╔══

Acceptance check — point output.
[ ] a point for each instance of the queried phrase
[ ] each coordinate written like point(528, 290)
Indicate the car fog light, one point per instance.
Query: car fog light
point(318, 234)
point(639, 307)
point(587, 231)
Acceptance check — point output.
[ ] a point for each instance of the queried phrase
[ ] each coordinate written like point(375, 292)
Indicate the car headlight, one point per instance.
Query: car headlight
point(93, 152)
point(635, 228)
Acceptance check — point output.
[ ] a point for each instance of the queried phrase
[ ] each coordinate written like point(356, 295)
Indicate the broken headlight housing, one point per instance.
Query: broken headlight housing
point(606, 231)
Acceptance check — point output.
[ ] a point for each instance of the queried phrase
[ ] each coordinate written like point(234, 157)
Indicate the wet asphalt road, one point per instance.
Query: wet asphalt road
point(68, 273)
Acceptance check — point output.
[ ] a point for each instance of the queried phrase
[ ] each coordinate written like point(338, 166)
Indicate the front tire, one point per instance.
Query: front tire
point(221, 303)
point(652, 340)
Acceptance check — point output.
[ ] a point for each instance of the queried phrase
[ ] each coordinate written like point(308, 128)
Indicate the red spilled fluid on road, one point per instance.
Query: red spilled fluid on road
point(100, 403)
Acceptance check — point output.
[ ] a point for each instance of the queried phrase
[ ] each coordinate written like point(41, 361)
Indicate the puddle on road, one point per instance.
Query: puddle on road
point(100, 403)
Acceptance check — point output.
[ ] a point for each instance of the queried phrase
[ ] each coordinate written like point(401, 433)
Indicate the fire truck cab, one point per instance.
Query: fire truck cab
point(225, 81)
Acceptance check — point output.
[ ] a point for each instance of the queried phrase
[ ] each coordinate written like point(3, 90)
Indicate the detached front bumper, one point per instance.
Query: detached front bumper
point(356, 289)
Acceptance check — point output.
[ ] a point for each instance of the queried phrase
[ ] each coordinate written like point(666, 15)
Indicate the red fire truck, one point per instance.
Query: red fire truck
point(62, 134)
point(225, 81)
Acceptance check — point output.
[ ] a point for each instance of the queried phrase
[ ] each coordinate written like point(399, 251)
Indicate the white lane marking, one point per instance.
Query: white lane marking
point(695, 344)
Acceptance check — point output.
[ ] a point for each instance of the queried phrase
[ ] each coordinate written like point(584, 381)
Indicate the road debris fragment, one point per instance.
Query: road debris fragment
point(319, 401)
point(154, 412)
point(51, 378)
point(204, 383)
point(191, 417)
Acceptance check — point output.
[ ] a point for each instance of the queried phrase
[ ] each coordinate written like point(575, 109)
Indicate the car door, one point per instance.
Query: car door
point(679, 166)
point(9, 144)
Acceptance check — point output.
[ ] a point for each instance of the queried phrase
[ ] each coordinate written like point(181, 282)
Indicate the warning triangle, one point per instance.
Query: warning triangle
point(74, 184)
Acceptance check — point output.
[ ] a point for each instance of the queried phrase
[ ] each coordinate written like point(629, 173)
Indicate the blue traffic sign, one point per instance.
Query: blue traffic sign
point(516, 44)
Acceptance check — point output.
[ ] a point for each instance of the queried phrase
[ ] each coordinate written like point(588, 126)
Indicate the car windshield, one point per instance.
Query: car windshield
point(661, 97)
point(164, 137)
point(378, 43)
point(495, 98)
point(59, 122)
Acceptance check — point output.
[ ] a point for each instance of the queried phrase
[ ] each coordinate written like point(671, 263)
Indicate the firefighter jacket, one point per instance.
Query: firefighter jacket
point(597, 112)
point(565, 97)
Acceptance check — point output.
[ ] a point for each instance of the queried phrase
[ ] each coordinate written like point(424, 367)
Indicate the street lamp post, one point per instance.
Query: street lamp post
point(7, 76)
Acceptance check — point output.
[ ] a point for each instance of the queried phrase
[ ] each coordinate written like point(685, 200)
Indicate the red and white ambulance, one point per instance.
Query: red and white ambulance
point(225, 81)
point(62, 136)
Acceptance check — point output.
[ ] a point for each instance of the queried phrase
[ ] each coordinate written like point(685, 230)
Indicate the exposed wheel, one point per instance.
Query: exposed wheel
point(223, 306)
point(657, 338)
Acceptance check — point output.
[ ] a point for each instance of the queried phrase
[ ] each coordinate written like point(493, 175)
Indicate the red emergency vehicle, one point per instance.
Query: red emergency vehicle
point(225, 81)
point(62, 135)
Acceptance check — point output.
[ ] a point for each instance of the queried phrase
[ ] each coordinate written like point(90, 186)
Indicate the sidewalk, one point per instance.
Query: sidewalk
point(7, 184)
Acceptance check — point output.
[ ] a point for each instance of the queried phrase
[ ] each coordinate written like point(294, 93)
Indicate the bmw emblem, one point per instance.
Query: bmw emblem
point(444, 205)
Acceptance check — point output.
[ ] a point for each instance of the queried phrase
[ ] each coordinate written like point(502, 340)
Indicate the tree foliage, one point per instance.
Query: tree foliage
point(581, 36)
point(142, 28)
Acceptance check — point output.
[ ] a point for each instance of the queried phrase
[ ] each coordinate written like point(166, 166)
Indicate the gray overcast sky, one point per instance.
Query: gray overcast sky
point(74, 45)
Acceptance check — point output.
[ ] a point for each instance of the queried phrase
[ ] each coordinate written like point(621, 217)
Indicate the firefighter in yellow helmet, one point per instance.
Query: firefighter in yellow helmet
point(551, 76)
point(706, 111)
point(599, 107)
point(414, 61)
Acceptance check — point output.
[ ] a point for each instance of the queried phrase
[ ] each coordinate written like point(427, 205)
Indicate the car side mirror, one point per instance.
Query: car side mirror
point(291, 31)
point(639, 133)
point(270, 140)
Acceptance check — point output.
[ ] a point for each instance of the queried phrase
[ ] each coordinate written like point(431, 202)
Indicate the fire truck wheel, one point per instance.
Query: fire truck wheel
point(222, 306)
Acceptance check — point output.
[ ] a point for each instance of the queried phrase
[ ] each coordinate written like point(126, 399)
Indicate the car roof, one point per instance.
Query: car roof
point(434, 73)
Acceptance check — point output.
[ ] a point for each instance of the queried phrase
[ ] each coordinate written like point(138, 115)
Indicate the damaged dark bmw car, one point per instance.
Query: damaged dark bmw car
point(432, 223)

╚══

Reproduce the stretch of lines from the first line through the one containing "point(587, 231)", changing every "fog light" to "tail light" and keeping all else the same.

Complete output ->
Acceptance check — point output.
[ ] a point for each instance of the queried phrase
[ ] each coordinate written like point(528, 290)
Indicate the car tail light, one point per instance.
Query: car tail light
point(318, 234)
point(639, 307)
point(587, 231)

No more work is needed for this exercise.